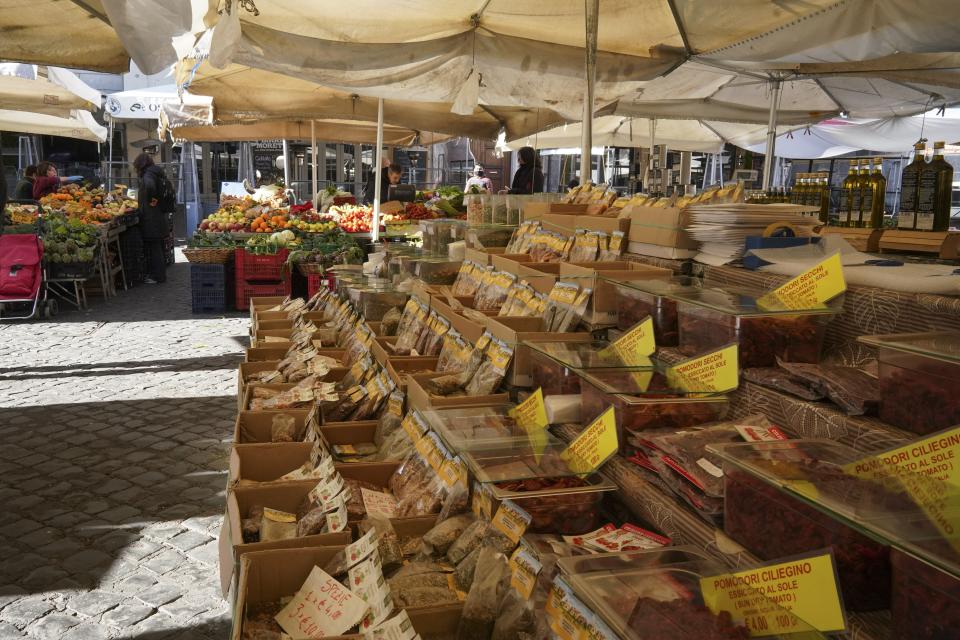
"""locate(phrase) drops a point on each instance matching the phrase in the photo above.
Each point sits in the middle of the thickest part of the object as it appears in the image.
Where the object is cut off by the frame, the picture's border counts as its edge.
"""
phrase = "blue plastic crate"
(758, 242)
(211, 287)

ASSIGNED TASK =
Provide an exact copy of the records, excluding every picture.

COMPLETED TASK =
"""locate(phrase) drops a point on each instance matching the phrase in the photo above.
Each point sits in the middle of the thickest part of the object as it appears in the image.
Where the object is cut off by the frame, the picture's border counts as its edge.
"""
phrase = "blue plastic crate"
(758, 242)
(211, 287)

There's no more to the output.